(Saved entries)
== == ==
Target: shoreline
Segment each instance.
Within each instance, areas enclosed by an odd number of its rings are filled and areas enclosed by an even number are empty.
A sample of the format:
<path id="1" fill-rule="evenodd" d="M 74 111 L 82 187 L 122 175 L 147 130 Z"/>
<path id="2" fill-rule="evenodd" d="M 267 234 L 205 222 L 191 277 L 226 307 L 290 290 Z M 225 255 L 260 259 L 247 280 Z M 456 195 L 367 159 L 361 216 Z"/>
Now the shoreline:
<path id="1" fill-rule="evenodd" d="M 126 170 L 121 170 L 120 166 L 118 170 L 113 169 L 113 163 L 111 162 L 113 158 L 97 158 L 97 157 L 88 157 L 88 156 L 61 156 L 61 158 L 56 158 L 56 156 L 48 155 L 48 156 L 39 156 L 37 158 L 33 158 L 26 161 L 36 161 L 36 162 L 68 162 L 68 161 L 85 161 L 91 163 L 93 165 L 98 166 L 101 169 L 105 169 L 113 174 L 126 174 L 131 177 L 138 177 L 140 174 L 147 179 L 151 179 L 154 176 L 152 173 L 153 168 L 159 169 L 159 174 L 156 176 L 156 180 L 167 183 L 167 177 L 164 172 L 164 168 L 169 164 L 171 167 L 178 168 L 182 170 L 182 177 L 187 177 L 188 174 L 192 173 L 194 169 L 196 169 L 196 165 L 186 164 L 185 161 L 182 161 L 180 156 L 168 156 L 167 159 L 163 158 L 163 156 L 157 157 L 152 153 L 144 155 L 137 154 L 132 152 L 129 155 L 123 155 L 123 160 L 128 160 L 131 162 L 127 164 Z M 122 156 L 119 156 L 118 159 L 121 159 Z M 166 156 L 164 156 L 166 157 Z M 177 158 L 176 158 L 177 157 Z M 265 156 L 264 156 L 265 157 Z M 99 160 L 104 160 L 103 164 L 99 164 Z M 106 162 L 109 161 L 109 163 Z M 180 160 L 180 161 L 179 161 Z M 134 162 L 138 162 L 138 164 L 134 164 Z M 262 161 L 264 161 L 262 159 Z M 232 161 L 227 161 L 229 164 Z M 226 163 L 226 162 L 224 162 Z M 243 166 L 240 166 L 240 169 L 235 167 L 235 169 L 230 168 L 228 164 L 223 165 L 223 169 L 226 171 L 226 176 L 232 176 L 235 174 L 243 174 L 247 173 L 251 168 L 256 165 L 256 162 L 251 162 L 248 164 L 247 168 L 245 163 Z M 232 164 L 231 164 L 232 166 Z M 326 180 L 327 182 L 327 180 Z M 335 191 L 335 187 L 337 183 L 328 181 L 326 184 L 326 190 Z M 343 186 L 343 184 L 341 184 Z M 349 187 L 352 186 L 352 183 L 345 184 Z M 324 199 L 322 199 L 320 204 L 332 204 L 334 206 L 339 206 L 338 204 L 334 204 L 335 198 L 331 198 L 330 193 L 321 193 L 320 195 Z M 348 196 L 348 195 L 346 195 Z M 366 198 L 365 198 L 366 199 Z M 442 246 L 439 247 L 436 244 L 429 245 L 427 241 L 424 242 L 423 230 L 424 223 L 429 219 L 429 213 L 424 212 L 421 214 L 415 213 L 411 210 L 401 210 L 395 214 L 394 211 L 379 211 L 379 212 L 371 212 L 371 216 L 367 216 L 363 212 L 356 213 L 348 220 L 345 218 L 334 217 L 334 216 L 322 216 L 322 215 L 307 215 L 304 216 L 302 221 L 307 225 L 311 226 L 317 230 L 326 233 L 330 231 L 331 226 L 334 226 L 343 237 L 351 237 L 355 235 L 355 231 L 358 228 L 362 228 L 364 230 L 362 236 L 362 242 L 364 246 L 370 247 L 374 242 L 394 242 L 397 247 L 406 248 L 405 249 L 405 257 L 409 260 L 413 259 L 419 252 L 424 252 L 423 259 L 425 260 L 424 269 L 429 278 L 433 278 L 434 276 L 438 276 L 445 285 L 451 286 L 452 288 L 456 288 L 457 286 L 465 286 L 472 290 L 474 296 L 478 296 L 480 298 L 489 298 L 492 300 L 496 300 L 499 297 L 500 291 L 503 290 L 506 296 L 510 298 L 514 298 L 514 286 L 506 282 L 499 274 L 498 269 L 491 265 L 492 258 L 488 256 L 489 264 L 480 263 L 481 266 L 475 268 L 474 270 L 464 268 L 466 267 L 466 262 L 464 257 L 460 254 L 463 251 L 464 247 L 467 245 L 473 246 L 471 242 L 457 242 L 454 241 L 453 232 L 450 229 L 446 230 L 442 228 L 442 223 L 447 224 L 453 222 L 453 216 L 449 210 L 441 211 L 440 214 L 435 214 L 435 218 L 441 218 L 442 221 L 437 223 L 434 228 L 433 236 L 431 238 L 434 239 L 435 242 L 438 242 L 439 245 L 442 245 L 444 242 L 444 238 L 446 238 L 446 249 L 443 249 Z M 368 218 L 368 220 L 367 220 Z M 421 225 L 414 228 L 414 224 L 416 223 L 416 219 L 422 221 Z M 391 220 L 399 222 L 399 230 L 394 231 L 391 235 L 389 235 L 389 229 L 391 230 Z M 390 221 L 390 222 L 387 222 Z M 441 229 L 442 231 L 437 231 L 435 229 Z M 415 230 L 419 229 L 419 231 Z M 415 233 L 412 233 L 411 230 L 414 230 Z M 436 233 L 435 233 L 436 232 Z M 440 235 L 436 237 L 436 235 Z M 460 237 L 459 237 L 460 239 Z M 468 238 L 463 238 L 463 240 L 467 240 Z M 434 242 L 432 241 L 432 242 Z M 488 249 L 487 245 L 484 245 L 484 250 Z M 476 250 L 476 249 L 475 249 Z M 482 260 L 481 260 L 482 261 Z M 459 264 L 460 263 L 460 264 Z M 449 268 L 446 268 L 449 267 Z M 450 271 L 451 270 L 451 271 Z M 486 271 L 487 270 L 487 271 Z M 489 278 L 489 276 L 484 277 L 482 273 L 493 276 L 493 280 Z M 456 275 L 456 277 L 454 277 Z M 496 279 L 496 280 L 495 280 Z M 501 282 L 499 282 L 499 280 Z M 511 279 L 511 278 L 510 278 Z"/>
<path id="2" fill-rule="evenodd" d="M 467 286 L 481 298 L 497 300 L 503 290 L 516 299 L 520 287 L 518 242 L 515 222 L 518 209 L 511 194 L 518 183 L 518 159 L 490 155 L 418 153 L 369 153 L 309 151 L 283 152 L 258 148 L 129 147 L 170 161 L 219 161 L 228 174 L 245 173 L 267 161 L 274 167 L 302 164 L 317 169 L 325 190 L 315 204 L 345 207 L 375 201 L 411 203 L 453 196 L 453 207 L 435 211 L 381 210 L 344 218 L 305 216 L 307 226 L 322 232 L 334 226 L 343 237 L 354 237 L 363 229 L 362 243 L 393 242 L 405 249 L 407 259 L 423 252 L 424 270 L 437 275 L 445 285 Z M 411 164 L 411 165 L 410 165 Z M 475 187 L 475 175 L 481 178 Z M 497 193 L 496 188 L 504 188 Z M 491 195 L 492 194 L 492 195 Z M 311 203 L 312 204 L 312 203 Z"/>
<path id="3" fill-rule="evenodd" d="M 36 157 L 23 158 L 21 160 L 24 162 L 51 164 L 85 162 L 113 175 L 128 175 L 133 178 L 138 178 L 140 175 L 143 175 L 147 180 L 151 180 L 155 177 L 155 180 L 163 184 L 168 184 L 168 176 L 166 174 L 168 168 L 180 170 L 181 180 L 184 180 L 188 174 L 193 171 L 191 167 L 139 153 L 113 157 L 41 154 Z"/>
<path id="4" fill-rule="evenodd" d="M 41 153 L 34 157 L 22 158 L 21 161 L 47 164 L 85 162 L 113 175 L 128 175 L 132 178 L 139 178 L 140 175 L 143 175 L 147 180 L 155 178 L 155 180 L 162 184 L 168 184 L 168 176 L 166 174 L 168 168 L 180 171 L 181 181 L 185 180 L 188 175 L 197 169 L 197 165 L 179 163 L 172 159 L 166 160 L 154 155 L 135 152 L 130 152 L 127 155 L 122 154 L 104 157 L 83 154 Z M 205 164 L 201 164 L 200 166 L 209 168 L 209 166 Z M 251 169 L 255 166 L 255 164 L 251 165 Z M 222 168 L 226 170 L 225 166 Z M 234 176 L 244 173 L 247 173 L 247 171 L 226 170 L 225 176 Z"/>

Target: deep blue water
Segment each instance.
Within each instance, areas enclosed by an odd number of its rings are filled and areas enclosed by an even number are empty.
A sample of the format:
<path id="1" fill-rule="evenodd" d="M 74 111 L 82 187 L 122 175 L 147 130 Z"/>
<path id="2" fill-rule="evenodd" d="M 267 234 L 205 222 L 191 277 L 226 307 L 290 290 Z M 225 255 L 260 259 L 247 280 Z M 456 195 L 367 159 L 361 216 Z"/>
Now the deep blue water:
== == ==
■ **PROMPT**: Retype exactly, and only, the lines from the line holding "Target: deep blue water" through the last line of the data; both of those lines count.

■ **RESULT FOR THIS TASK**:
Target: deep blue water
Segment each instance.
Within each instance, areas enclosed by an odd number of its rings are filled and areas enclosed by an even number are empty.
A sample of the format:
<path id="1" fill-rule="evenodd" d="M 74 111 L 82 187 L 122 175 L 147 130 Z"/>
<path id="2" fill-rule="evenodd" d="M 267 234 L 205 222 L 191 277 L 226 307 L 290 290 Z M 225 255 L 260 259 L 247 280 Z M 456 195 L 367 159 L 361 216 Z"/>
Now the deep blue water:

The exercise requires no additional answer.